**Exercise aim**
Exactly reproduce each line of the listing that follows.

══ Provided records

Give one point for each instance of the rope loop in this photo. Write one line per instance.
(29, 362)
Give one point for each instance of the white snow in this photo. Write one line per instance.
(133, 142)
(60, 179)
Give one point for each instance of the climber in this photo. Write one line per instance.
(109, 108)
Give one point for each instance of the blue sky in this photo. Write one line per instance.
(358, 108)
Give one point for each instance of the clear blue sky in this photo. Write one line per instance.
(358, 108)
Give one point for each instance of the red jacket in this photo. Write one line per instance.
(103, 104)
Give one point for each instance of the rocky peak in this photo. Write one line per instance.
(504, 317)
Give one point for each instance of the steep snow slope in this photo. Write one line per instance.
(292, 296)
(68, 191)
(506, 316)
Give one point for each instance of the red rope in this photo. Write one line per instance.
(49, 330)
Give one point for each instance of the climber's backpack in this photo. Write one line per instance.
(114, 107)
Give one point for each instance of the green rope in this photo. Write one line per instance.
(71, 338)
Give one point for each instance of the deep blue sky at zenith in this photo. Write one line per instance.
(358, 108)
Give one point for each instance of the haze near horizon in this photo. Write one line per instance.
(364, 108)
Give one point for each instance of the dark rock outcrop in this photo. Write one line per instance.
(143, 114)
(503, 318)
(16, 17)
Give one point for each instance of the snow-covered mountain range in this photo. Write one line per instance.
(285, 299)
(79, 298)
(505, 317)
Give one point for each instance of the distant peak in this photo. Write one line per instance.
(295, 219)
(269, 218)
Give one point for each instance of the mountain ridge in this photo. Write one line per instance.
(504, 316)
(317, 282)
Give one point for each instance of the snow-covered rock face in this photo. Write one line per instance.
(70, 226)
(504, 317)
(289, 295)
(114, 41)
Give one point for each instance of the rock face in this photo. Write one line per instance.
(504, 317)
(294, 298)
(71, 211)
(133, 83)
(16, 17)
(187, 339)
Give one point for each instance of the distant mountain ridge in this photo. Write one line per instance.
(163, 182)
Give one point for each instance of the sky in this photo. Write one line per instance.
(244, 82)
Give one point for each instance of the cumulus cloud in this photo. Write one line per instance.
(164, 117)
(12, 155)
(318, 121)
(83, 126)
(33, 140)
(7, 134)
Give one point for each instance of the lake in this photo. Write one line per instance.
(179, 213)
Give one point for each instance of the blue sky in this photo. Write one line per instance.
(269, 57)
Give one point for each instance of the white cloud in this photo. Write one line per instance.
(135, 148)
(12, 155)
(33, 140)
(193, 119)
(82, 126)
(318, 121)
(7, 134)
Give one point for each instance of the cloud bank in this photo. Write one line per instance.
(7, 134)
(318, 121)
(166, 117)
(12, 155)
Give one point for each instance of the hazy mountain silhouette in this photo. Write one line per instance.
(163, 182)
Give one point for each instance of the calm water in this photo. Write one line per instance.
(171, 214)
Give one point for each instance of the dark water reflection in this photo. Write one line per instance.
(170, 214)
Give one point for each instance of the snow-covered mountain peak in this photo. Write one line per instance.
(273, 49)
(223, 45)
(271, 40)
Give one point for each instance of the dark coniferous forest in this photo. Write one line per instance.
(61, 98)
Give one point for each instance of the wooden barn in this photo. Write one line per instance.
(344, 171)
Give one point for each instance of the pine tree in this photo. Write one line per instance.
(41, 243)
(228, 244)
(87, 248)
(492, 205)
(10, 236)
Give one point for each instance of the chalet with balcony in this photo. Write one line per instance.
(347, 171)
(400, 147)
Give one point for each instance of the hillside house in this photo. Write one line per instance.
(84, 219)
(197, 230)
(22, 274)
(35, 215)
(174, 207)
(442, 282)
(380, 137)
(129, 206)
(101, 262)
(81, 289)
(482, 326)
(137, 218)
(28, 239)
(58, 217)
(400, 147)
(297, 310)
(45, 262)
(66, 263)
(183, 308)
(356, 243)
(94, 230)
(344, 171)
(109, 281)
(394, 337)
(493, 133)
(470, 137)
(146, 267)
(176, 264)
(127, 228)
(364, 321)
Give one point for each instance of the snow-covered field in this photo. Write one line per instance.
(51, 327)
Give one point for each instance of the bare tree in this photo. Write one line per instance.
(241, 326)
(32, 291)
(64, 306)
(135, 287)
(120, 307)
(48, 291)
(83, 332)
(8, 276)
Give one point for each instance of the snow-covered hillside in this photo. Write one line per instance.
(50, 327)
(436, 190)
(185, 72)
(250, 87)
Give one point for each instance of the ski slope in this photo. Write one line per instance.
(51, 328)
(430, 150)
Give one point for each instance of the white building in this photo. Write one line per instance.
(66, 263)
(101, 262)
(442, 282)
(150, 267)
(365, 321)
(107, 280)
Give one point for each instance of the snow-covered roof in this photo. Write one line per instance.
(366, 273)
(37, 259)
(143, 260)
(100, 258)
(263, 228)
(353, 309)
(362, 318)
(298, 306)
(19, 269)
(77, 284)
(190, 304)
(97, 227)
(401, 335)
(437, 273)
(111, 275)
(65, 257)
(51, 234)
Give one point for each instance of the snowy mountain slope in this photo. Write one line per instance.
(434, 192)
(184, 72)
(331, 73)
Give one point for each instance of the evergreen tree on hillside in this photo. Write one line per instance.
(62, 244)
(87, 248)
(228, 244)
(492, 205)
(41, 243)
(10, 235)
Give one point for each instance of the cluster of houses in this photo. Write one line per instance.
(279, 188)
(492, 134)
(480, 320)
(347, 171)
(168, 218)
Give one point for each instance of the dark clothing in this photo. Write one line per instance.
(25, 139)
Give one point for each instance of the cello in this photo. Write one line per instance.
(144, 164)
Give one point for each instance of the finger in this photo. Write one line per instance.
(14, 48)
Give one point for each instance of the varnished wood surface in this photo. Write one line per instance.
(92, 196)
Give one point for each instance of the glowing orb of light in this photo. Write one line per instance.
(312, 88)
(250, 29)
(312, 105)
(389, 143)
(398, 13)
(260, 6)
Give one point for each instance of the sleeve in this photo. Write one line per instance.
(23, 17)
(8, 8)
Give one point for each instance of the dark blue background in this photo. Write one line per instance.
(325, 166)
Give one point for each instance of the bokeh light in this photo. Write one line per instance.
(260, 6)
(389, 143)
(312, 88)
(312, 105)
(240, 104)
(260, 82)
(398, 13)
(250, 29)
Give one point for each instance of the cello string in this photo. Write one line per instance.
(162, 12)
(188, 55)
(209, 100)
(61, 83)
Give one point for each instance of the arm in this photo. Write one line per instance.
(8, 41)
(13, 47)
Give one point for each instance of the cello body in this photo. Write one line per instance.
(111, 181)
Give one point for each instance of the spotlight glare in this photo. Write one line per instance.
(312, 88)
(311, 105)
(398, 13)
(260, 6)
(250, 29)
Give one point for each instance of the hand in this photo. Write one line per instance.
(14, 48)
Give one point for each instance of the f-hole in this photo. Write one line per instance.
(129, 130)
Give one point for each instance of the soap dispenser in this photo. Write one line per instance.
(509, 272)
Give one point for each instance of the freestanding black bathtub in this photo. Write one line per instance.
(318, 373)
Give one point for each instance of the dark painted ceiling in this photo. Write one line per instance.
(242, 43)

════

**Result below**
Give one point for each instance of the rope loop in this photo. Write one line per instance.
(29, 362)
Give one point for each instance of the white snow in this photo. Write one line per instance.
(133, 142)
(60, 179)
Give one point for each instance of the climber in this photo. Write one line per instance.
(109, 108)
Give one point for each instance of the blue sky in this photo. Write one line per instance.
(358, 108)
Give one point for each instance of the clear blue sky in this photo. Write one line per instance.
(358, 108)
Give one point for each instance of the red jacket in this photo. Write one line per instance.
(103, 104)
Give one point for each instance of the rocky peak in this photo. Write one line per instance.
(504, 317)
Give one point for each instance of the steep snow slope in this photo. Write one line per instance.
(292, 296)
(68, 191)
(506, 316)
Give one point for each instance of the red rope in this photo. Write one line per instance.
(49, 330)
Give one point for each instance of the climber's backpack in this photo. Write one line per instance.
(114, 107)
Give one point for each instance of the green rope in this photo. Write one line per instance.
(71, 338)
Give one point for each instance of the deep blue sky at zenith in this photo. Write one line per instance.
(358, 108)
Give one point for each instance of the haze near horizon in this photo. Write one line per instance.
(364, 108)
Give one point for each instance of the dark rock outcrop in this photo. Write one line per instance.
(143, 114)
(503, 318)
(16, 17)
Give one point for each instance of the snow-covered mountain range in this photo. Write one line per instance.
(285, 299)
(79, 298)
(505, 317)
Give one point for each instance of the distant peak in this photo. Write one line per instance.
(295, 219)
(269, 218)
Give one point for each instance of the mountain ridge in this photo. Write one line per instance.
(504, 316)
(317, 282)
Give one point for each instance of the snow-covered rock face in this photo. Write one line per instance.
(70, 226)
(504, 317)
(289, 295)
(114, 41)
Give one point for each instance of the rock face in this photo. Write one line per instance.
(504, 317)
(294, 298)
(71, 211)
(133, 83)
(16, 17)
(187, 339)
Give one point for each instance of the distant mountain ridge in this photo. Write one line per instance.
(163, 182)
Give one point for each instance of the sky in this photo. Write one line per instance.
(244, 82)
Give one point for each instance of the cumulus cloud in this photo. Write one line per instance.
(164, 117)
(12, 155)
(318, 121)
(83, 126)
(33, 140)
(7, 134)
Give one point for each instance of the lake in this photo. Write one line per instance.
(179, 213)
Give one point for each instance of the blue sky in this photo. Write one line per instance.
(269, 57)
Give one point for each instance of the white cloud in this photo. Write one line per instance.
(135, 148)
(12, 155)
(33, 140)
(193, 119)
(82, 126)
(318, 121)
(7, 134)
Give one point for each instance of the cloud bank in this photo. Write one line per instance.
(7, 134)
(318, 121)
(166, 117)
(12, 155)
Give one point for each instance of the hazy mountain silhouette in this photo. Write one line per instance.
(163, 182)
Give one point for each instance of the calm water in this photo. Write one line per instance.
(171, 214)
Give one point for each instance of the dark water reflection in this photo. Write one line per instance.
(170, 214)
Give one point for each instance of the snow-covered mountain peak in this photo. Write one line per instance.
(273, 49)
(223, 45)
(271, 40)
Give one point for each instance of the dark coniferous forest in this photo. Write one line per instance.
(61, 98)
Give one point for each instance of the wooden barn in this photo. Write one line per instance.
(344, 171)
Give one point for each instance of the pine tree in this photo. Write one line per instance.
(41, 243)
(228, 244)
(87, 248)
(492, 205)
(10, 236)
Give one point for each instance of the chalet with balcony in this photo. Write one line per instance.
(347, 171)
(400, 147)
Give one point for each instance of the hillside house in this photo. Write one line per instance.
(84, 219)
(197, 230)
(22, 274)
(35, 215)
(174, 207)
(442, 282)
(380, 137)
(129, 206)
(101, 262)
(81, 289)
(482, 326)
(137, 218)
(28, 239)
(58, 217)
(400, 147)
(297, 310)
(45, 262)
(66, 263)
(183, 308)
(356, 243)
(94, 230)
(344, 171)
(109, 281)
(394, 337)
(493, 133)
(470, 137)
(146, 267)
(176, 264)
(127, 228)
(364, 321)
Give one point for each instance of the snow-covered field in this photo. Write one line per instance.
(51, 327)
Give one point for each instance of the bare tree in this photo. Write one line per instance.
(241, 326)
(32, 291)
(64, 306)
(135, 287)
(120, 307)
(48, 291)
(83, 332)
(8, 276)
Give one point for each instance of the snow-covered hillside in this photo. Write one line per instance.
(50, 327)
(436, 190)
(185, 72)
(250, 87)
Give one point for each instance of the ski slope in this photo. Write one line per instance.
(51, 328)
(430, 150)
Give one point for each instance of the white building in this photo. Write one line per instance.
(66, 263)
(101, 262)
(442, 282)
(150, 267)
(365, 321)
(107, 280)
Give one point for each instance of the snow-covered roof in this photo. Write one line per instance.
(366, 273)
(37, 259)
(143, 260)
(100, 258)
(263, 228)
(353, 309)
(362, 318)
(298, 306)
(19, 269)
(77, 284)
(190, 304)
(97, 227)
(401, 335)
(437, 273)
(111, 275)
(65, 257)
(51, 234)
Give one point for each instance of the snowy mountain slope in this photo. Write one line per instance.
(434, 192)
(184, 72)
(331, 73)
Give one point for each instance of the evergreen tree on hillside in this photo. Write one line per instance.
(62, 244)
(87, 248)
(228, 244)
(492, 205)
(41, 243)
(10, 235)
Give one point for each instance of the cluster of houses in this photo. Write one line per instance.
(279, 188)
(492, 134)
(480, 320)
(347, 171)
(168, 218)
Give one point for each instance of the dark clothing in this photo. Write one line per instance.
(25, 139)
Give one point for each instance of the cello in this photo. Write one line per instance.
(144, 164)
Give one point for each instance of the finger in this photo. Write one line per instance.
(14, 48)
Give one point for each instance of the varnished wood surface in this photo. Write one line per instance.
(92, 196)
Give one point for each instance of the glowing orb of light in this photo. Write one line per instance.
(312, 88)
(250, 29)
(312, 105)
(389, 143)
(398, 13)
(260, 6)
Give one point for each instance of the sleeve in this photo. Write one line per instance.
(23, 17)
(8, 8)
Give one point for each instance of the dark blue background in this photo. Write one line per instance.
(325, 166)
Give one point for each instance of the bokeh light in this photo. Write one line per instance.
(260, 6)
(389, 143)
(312, 88)
(312, 105)
(240, 104)
(260, 82)
(398, 13)
(250, 29)
Give one point for each instance of the cello string in this photo. Write one line per instance.
(162, 12)
(188, 55)
(209, 100)
(61, 83)
Give one point for each instance of the arm in this photo. Write one line per instance.
(8, 41)
(13, 47)
Give one point for each instance of the cello body in this photo. Write one line per instance.
(111, 181)
Give one point for each instance of the spotlight glare in this photo. Write one line per instance.
(312, 88)
(311, 105)
(398, 13)
(260, 6)
(250, 29)
Give one point for each instance of the hand in this photo. Write one line per instance.
(14, 48)
Give one point for each instance of the f-hole in this photo. Write one line per instance.
(129, 130)
Give one point for each instance of the soap dispenser in this photo. Write one line per instance.
(509, 272)
Give one point for each instance of the freestanding black bathtub in this photo. Write one line per instance.
(318, 373)
Give one point for each instance of the dark painted ceiling in this photo. Write one line per instance.
(242, 43)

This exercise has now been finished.